### [Things to do]
[a] Summarize the cardiovascular research overview in two sentences.
[b] Please render this sentence from the cardiovascular research overview in Spanish: "As compared to human studies, the panel has the advantage of replication, access to relevant tissues and control of environmental factors."
[c] Proceed with the cardiovascular research overview, picking up after its final sentence.

### [Text under study]
About Us

Over the past two decades, our studies have focused on common, complex forms of cardiovascular/metabolic disorders, including atherosclerosis, fatty liver disease, and, more recently, heart failure. We have used population-based approaches in both animal models and humans as well as experimental studies in mice. Human genome-wide association studies in large human populations have revolutionized our understanding of common diseases, but in addition to the identification of causal genes we are interested an understanding of the higher-order interactions. To dissect such interactions, we use a systems biology perspective, integrating clinical trait phenotypes with genetic, epigenetic, transcriptomic, proteomic, and metabolomic high-throughput data.

To model common human genetic variation under specific environmental conditions, we have developed a reference resource, called the Hybrid Mouse Diversity Panel (HMDP), that consists of a panel of about 100 well characterized inbred strains of mice. As compared to human studies, the panel has the advantage of replication, access to relevant tissues and control of environmental factors. The panel has now been extensively characterized for clinical traits and multiple high throughput “omics” phenotypes. To complement the studies in mice, we investigate publicly available data and participate in studies of well-characterized human cohorts, including METSIM and STARNET.

### [Stored data]
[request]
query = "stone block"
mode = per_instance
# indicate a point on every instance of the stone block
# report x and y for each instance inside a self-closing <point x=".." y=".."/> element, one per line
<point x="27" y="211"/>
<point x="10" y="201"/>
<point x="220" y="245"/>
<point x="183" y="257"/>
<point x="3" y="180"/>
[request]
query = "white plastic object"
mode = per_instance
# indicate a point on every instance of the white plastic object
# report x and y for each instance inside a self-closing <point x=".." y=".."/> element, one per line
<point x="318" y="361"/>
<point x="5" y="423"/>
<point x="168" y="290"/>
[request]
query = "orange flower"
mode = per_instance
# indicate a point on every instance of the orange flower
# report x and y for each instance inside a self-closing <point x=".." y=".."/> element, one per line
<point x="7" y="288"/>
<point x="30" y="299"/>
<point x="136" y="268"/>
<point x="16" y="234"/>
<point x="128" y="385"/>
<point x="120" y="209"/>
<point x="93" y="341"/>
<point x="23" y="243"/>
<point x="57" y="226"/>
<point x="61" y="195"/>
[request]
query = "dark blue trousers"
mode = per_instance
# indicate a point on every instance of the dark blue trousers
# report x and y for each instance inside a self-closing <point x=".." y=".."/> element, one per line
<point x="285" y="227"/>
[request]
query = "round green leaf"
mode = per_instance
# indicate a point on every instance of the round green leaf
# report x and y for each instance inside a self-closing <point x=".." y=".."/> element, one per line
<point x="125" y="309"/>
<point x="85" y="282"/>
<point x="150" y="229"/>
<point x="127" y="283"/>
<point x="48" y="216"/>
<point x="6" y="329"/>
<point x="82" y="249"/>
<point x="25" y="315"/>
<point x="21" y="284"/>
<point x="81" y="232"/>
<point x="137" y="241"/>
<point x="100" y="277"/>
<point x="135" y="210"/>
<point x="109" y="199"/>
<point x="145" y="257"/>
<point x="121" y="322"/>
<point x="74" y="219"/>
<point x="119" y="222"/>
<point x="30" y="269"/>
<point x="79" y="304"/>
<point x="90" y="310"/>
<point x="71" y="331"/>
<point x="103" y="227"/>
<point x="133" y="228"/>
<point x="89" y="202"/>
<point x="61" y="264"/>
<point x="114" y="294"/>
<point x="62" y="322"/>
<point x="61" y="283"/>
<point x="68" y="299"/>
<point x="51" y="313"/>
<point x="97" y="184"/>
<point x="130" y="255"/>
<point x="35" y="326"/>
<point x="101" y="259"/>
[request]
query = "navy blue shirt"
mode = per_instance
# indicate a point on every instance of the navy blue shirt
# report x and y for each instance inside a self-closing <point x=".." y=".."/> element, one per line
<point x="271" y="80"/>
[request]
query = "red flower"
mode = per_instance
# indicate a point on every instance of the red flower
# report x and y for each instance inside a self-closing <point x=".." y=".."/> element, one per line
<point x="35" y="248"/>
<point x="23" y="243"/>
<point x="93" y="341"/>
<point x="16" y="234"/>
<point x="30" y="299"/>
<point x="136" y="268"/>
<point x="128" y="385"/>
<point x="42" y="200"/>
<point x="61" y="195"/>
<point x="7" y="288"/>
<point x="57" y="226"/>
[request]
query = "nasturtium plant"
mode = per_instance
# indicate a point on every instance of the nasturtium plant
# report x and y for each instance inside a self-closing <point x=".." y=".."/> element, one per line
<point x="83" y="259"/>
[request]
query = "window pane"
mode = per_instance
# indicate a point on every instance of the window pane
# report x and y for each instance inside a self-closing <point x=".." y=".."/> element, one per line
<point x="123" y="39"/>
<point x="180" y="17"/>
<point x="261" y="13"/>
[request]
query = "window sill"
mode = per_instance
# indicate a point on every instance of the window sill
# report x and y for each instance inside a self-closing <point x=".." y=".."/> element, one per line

### [Expected outputs]
[a] For about two decades, the group has studied common, complex cardiovascular and metabolic disorders such as atherosclerosis, fatty liver disease, and heart failure. It uses population-based approaches in animals and humans, mouse experiments, and a systems biology perspective that integrates clinical traits with high-throughput omics data, and it developed the Hybrid Mouse Diversity Panel of about 100 inbred mouse strains while also drawing on public data and human cohorts including METSIM and STARNET.

[b] En comparación con los estudios en humanos, el panel tiene la ventaja de la replicación, el acceso a los tejidos relevantes y el control de los factores ambientales.

[c]
A recent application of our “systems genetics” approach is the use of expression data from multiple tissues in the HMDP to identify novel endocrine-like interactions. We used the approach to identify coagulation factor 11 as a key mediator of crosstalk between liver and heart in both mice and humans and showed that deficiencies of factor 11 contribute to a common form of heart failure (Cao et al.. Science, 2022). Other recent applications of systems genetics approach include the identification of novel pathways contributing to metabolic syndrome (Chella Krishnan et al. Nat Metab., 2021) and fatty liver disease (Hui et al. Cell Mol Gastroenterol Hepatol., 2023).